» Task brief:
Could you copy out every one of the entries below word for word, with nothing added, dropped, or changed?

>>>>

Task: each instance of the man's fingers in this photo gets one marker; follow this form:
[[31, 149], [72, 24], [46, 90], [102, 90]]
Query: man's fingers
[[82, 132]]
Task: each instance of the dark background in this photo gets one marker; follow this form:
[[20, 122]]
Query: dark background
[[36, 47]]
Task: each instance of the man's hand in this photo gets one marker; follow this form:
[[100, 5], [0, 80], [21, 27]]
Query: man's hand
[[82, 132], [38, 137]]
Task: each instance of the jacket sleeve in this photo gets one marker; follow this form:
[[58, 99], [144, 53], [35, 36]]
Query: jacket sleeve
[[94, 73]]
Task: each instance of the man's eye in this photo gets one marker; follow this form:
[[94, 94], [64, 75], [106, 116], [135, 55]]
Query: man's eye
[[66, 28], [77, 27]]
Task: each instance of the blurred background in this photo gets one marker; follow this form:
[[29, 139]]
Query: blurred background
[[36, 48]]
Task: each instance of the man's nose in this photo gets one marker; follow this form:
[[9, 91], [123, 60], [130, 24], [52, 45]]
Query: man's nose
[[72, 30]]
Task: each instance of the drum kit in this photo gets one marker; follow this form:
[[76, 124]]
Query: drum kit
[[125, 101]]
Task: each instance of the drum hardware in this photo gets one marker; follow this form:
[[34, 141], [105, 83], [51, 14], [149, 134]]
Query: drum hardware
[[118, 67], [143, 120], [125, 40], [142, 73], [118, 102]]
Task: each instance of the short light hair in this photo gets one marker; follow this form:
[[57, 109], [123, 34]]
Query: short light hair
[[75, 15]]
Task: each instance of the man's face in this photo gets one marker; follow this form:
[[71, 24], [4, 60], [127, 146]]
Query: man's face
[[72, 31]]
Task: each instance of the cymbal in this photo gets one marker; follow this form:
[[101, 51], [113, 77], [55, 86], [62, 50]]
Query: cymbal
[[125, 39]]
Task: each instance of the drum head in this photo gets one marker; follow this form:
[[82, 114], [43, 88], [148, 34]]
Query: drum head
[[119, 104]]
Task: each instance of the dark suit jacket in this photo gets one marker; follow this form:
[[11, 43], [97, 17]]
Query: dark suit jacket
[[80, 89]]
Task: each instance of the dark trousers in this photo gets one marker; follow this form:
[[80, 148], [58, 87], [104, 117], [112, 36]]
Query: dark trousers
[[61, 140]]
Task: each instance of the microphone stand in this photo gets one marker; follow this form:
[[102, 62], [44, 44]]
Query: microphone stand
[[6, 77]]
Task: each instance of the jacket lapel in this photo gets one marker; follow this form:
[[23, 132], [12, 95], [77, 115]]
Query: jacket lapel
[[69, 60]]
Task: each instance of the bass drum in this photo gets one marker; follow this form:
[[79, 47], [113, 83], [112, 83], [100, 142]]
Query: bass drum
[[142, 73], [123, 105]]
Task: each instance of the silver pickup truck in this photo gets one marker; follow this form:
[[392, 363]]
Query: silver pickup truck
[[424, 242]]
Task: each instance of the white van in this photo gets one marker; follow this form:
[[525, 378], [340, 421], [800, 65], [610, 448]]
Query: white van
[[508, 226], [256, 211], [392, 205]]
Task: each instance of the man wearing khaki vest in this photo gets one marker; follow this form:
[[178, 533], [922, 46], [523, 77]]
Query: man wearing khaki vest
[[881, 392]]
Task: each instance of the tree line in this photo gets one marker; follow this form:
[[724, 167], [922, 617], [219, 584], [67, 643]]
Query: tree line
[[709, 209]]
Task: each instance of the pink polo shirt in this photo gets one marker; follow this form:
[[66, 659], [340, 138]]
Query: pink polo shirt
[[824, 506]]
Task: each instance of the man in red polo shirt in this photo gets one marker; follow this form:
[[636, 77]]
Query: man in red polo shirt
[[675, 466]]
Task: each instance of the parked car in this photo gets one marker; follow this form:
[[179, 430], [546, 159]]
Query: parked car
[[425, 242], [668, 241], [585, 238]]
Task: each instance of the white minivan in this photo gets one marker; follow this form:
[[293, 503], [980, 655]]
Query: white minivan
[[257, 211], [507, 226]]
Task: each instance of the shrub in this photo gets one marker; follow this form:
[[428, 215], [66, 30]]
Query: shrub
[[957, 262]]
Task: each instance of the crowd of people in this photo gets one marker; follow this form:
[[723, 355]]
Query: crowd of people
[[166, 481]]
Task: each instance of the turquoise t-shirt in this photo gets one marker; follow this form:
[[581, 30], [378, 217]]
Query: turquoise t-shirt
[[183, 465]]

<<<<

» Solution for this problem:
Task: each instance of the man's fingers in this photo gets one marker; follow this form:
[[31, 149], [72, 24], [46, 90], [102, 90]]
Query: man's fingers
[[82, 132]]
Task: each instance of the dark background in this photo gets one marker; follow this form:
[[20, 122]]
Query: dark background
[[36, 47]]
Task: each instance of the man's hand in this photo gets one marker; follow this form:
[[100, 5], [0, 80], [21, 27]]
Query: man's hand
[[82, 132], [38, 137]]
Task: each instance of the jacket sleeve in this photo gets one marker; follow this form:
[[58, 99], [144, 53], [35, 36]]
Query: jacket sleeve
[[94, 73]]
Task: each instance of the man's eye in this photo gets one marker; follow this form:
[[94, 94], [64, 75], [106, 116], [135, 55]]
Query: man's eye
[[66, 28], [77, 27]]
Task: each instance of the blurred background in this photo gets one marker; follow this form:
[[29, 139]]
Query: blurred background
[[36, 48]]
Task: each instance of the man's nose in this photo gets one marker; follow this form:
[[9, 91], [123, 60], [130, 24], [52, 45]]
Query: man's nose
[[72, 30]]
Task: each instance of the drum kit in this photo gets one marker; follow this form:
[[76, 124]]
Query: drum kit
[[125, 101]]
Task: each instance of the drum hardware in this photo gets one marker; follow this form:
[[34, 141], [105, 83], [51, 14], [149, 134]]
Query: drum hardware
[[118, 67], [143, 120], [125, 40], [142, 73], [118, 102]]
Task: each instance of the short light hair in this photo gets one marker; follow this form:
[[57, 109], [123, 34]]
Query: short light hair
[[75, 15]]
Task: each instance of the man's face in this photo gets one marker; follow this form:
[[71, 24], [4, 60], [127, 146]]
Query: man's face
[[72, 31]]
Task: each instance of the cymbal in this photo gets one marker; follow this form:
[[101, 51], [113, 77], [55, 86], [62, 50]]
Query: cymbal
[[125, 39]]
Task: each instance of the drum head in this photo gets one marker; follow this form:
[[82, 114], [43, 88], [148, 34]]
Query: drum head
[[119, 104]]
Task: each instance of the dark suit jacket in this photo gets one marker; follow this form:
[[11, 43], [97, 17]]
Query: dark suit jacket
[[80, 89]]
Task: each instance of the dark trousers in this photo gets one marker; follow this form:
[[80, 148], [58, 87], [104, 117], [112, 36]]
Query: dark trousers
[[61, 140]]
Task: each instance of the microphone stand in this photo gets one marker; follow this form:
[[102, 62], [44, 44]]
Query: microphone stand
[[6, 77]]
Task: each instance of the jacket lapel in this photo gets one marker; follow this form:
[[23, 132], [12, 95], [77, 115]]
Query: jacket lapel
[[69, 60]]
Task: each instance of the bass drum in this photo gets one marker; follow this form:
[[79, 47], [113, 83], [112, 83], [100, 142]]
Query: bass drum
[[142, 73], [123, 105]]
Task: each instance of the silver pickup truck in this photo gets one marker; follow this form:
[[392, 363]]
Query: silver pickup truck
[[424, 242]]
Task: each instance of the white van in this photo gets one marker; follow this form:
[[525, 378], [340, 421], [800, 65], [610, 448]]
Query: white van
[[508, 226], [256, 211], [392, 205]]
Task: each instance of the man wearing khaki vest in this photo gets one marker; follow this form:
[[178, 533], [922, 46], [523, 77]]
Query: man wearing khaki vest
[[881, 392]]
Task: each instance of the tree line in this photo gets one marker; follow this form:
[[724, 167], [922, 617], [219, 584], [67, 643]]
Query: tree line
[[709, 209]]
Task: each instance of the pink polo shirt in this photo gets one marker; follow this form:
[[66, 659], [340, 138]]
Query: pink polo shirt
[[824, 506]]
Task: each instance of the man in red polo shirt in this photo gets one marker; follow this form:
[[636, 77]]
Query: man in red polo shirt
[[675, 466]]
Task: each instance of the parked car in this photo gets one marker; follow this form:
[[179, 430], [546, 159]]
Query: parked car
[[425, 242], [668, 241], [585, 238]]
Task: each instance of the white minivan in this photo gets one marker; follow this form:
[[293, 503], [980, 655]]
Query: white minivan
[[257, 211], [507, 226]]
Task: each instance of the shrub in this photo gets one marker; follow this form:
[[428, 215], [66, 30]]
Query: shrub
[[957, 262]]
Task: each instance of the crowd of people in this photo gets one marker; follow this form:
[[723, 355]]
Query: crowd of people
[[166, 481]]
Task: each instance of the turquoise t-shirt in this photo gets one marker; follow this form:
[[581, 30], [378, 217]]
Query: turquoise t-shirt
[[183, 465]]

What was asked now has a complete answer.